• **Task to carry out**
Copy nothing but the lines from the one containing "Phrase: brown dried leaf" through the last line of the records, repeated exactly and without pictures.

• **Records shown**
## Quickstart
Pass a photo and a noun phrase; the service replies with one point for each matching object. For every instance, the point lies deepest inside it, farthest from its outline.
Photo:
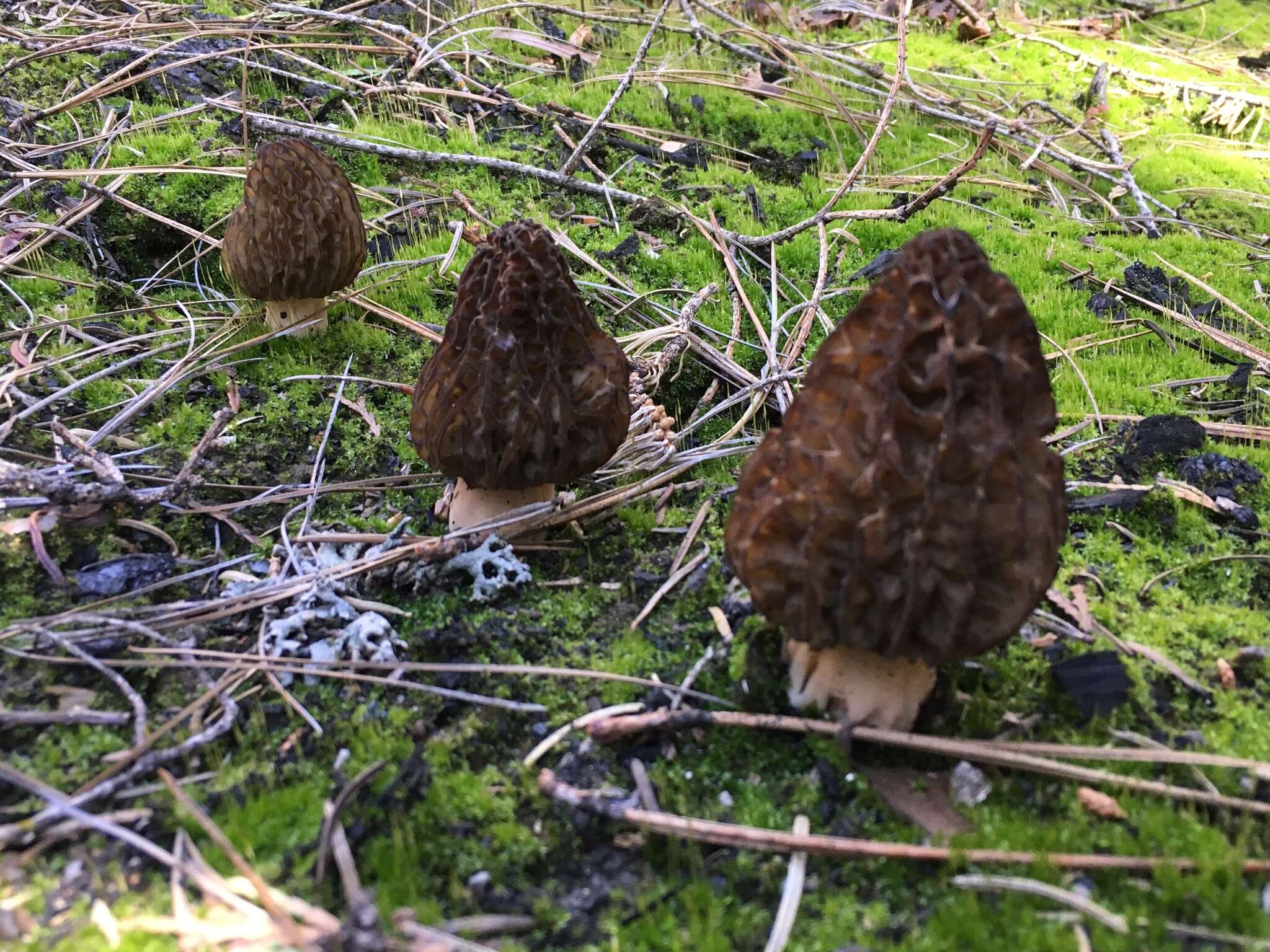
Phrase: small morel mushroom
(525, 390)
(298, 236)
(907, 512)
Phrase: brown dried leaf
(825, 17)
(762, 11)
(557, 47)
(752, 81)
(18, 355)
(1227, 674)
(969, 30)
(1101, 804)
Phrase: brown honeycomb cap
(525, 389)
(907, 505)
(299, 232)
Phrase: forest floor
(1109, 157)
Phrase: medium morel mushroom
(907, 512)
(298, 236)
(525, 391)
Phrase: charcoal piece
(1116, 499)
(1165, 434)
(1096, 682)
(1106, 306)
(876, 268)
(1214, 471)
(123, 574)
(1152, 284)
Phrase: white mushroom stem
(293, 311)
(859, 687)
(471, 507)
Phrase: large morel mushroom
(298, 236)
(525, 390)
(907, 512)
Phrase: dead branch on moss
(66, 490)
(981, 752)
(728, 834)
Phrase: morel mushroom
(525, 390)
(907, 512)
(298, 236)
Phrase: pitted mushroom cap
(299, 232)
(525, 389)
(907, 505)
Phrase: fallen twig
(728, 834)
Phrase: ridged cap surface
(525, 387)
(907, 505)
(299, 231)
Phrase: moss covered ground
(454, 826)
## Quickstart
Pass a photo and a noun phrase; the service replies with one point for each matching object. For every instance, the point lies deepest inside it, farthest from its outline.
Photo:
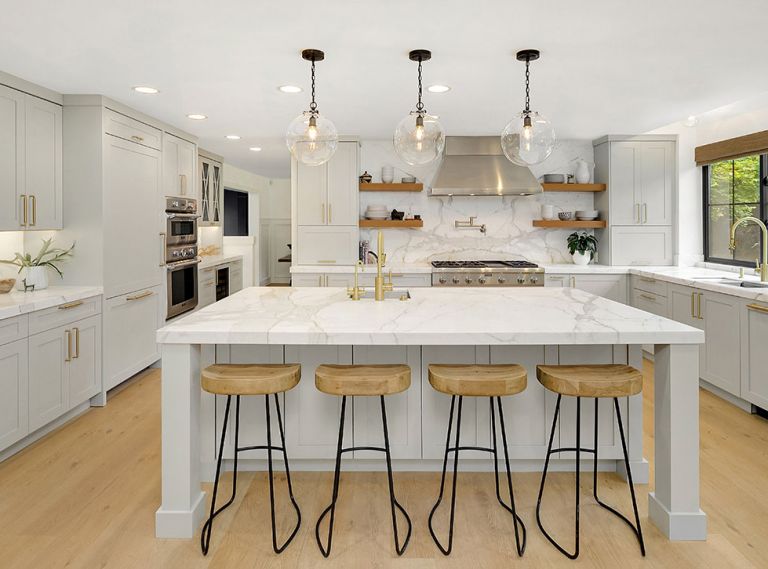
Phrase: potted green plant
(582, 247)
(36, 268)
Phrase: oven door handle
(179, 264)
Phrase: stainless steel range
(486, 273)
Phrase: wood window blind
(756, 143)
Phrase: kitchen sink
(397, 294)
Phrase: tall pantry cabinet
(325, 209)
(118, 175)
(30, 161)
(641, 174)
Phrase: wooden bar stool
(362, 380)
(251, 379)
(469, 380)
(596, 381)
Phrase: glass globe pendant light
(311, 138)
(529, 137)
(419, 137)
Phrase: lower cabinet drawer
(64, 314)
(130, 323)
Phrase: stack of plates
(376, 212)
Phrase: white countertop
(433, 316)
(213, 260)
(15, 302)
(395, 267)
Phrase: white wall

• **Output for this exercise**
Phrase: brown dried leaf
(825, 17)
(762, 11)
(557, 47)
(752, 81)
(18, 355)
(1227, 674)
(969, 30)
(1101, 804)
Phrase: brown honeycomb cap
(525, 389)
(907, 505)
(299, 232)
Phrase: forest floor
(1109, 157)
Phrase: medium morel mushroom
(907, 512)
(298, 236)
(525, 391)
Phrase: charcoal piece
(1116, 499)
(1165, 434)
(1096, 682)
(1106, 306)
(876, 268)
(1214, 471)
(123, 574)
(1152, 284)
Phrase: white mushroom stem
(293, 311)
(859, 687)
(471, 507)
Phrase: large morel mushroom
(298, 236)
(525, 390)
(907, 512)
Phrase: dead branch on moss
(66, 490)
(981, 752)
(728, 834)
Phrase: morel mushroom
(525, 390)
(907, 512)
(298, 236)
Phrase: pitted mushroom cap
(299, 232)
(525, 389)
(907, 505)
Phrase: fallen twig
(728, 834)
Phrase: ridged cap surface
(525, 387)
(907, 505)
(299, 231)
Phrase: moss covered ground
(454, 826)
## Quickstart
Pass a photo and a noun phrase; the service replies with one point for each matching object. For every instance, the point lies deepest inside it, farthest from its outline.
Photo:
Phrase: potted green plant
(582, 247)
(36, 268)
Phrase: oven door handle
(179, 264)
Phrase: stainless steel range
(486, 273)
Phrase: wood window blind
(756, 143)
Phrase: kitchen sink
(397, 294)
Phrase: tall pantry cabinet
(325, 209)
(118, 175)
(30, 161)
(641, 174)
Phrase: wooden bar stool
(362, 380)
(251, 379)
(469, 380)
(596, 381)
Phrase: glass globe pendant light
(311, 138)
(529, 137)
(419, 137)
Phrase: lower cabinet drawer
(64, 314)
(130, 323)
Phrase: stack of plates
(376, 212)
Phrase: white countertop
(433, 316)
(213, 260)
(15, 302)
(395, 267)
Phrase: white wall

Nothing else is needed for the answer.